→ **Exercise brief**
Return exactly the lines of the entries, from the one with "Could you please spot the electrical" to the last.

→ **Supplied material**
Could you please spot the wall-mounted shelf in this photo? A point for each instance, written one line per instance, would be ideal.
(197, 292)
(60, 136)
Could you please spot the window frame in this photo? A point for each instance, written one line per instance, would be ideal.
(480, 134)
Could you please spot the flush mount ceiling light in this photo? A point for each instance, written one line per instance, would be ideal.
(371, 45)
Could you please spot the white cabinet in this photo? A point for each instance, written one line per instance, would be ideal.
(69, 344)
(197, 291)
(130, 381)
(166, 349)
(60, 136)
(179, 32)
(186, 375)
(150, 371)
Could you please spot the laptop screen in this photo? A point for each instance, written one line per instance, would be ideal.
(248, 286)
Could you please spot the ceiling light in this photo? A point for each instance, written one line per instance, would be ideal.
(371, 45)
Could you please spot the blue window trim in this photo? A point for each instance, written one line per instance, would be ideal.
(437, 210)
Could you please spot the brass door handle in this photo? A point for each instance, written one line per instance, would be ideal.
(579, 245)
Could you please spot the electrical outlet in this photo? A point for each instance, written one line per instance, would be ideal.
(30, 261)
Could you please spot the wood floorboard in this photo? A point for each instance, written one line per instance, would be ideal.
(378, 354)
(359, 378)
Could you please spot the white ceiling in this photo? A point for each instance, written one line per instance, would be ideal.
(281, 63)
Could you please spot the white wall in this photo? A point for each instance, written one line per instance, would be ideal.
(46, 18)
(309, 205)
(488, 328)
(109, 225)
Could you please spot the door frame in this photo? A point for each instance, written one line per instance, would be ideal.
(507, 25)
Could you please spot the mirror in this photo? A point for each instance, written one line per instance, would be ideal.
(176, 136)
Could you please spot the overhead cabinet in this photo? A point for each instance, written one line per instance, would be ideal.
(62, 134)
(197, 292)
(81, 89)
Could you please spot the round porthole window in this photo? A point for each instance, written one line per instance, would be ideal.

→ **Exercise output**
Could you please spot the electrical outlet in this photo? A point for each instance, written one line per instance, would be ideal.
(30, 261)
Could you please spot the wood floorboard in this photo? A point for each instance, written one line per instance, would be ideal.
(378, 354)
(359, 378)
Could you please spot the white ceiling in this photo? A point for each instance, written one line per instance, would be ideal.
(281, 63)
Could you please spot the white wall in this photo? A point for each instance, written one line per instance, would be ideal.
(46, 18)
(309, 205)
(488, 328)
(109, 225)
Could you please spot the door frame in this photo? A point for each instance, written one line per instance, would be ideal.
(507, 25)
Could you please spot the mirror in this photo? A point for each instance, written one line per instance, would be ideal.
(176, 136)
Could you please spot the overhead cabinet in this photo? A point for each instance, written one line per instance, would be ideal.
(62, 134)
(197, 292)
(81, 89)
Could you please spot the round porthole window in this photo? A point for each instance, written one line per instance, would be ideal.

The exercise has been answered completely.